**Task directions**
Leave out the pictures and restate the rest of the data exactly.

**Extracted information**
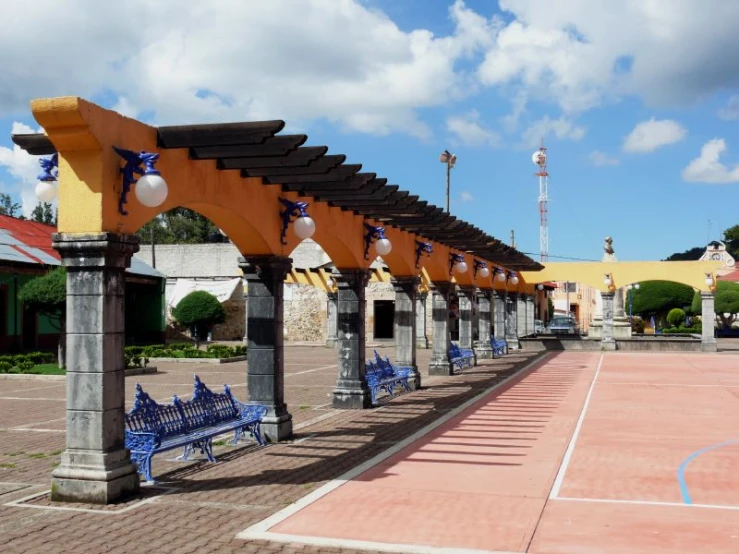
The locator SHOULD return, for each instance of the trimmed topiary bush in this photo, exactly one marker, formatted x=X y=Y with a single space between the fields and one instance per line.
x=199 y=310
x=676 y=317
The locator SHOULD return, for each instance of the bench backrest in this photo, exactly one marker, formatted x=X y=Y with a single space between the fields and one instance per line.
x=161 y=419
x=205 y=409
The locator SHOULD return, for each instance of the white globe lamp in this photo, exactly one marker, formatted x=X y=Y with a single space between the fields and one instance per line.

**Your solution**
The locator SHOULD return, for each instance of the trimmed topiary bush in this photo, exactly one marker, formatted x=X y=Y with a single space between the fields and one instance per line.
x=199 y=310
x=676 y=317
The locator SHOULD return, for each instance of the bench backrest in this photo, exactly one marker, formatted x=X y=Y with a single space between the fields and one instance per line.
x=161 y=419
x=205 y=409
The locator SHOULD return, for each instance of the white globe lamp in this photo, exactly one marker, formatted x=X y=Y with a single space between the fields and one instance per line.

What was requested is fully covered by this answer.